* [Your objective]
Rewrite the lines below as a numbered list with no blank lines, and omit the pictures.

* [Provided records]
****************
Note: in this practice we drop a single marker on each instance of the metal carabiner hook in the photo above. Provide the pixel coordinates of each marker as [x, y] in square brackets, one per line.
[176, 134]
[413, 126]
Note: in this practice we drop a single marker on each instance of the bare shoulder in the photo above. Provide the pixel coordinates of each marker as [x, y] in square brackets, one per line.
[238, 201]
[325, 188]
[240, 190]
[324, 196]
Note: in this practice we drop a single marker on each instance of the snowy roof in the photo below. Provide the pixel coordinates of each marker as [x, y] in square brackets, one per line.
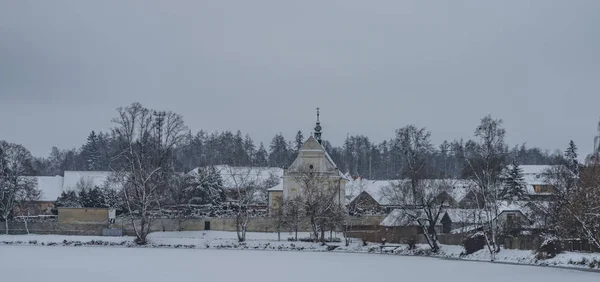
****************
* [Response to the exercise]
1. Note: in this practice we drop a single marker on each instance of the metal carabiner hook in the photo above. Provide the pixel coordinates of each marker as [x, y] in square brackets, one per line.
2. [176, 134]
3. [413, 126]
4. Note: in this practice we drop a single marker on each instance of the bare shoulder in the photo above. Provide the pixel coordinates of each marker as [x, y] in square brackets, one per line.
5. [238, 201]
6. [325, 188]
7. [240, 190]
8. [324, 196]
9. Note: in this practice we drop a single marker on each instance of the snowy roof in the photo below. Provide the pixel coordinates of each marker as [x, y] in square brackets, one per line.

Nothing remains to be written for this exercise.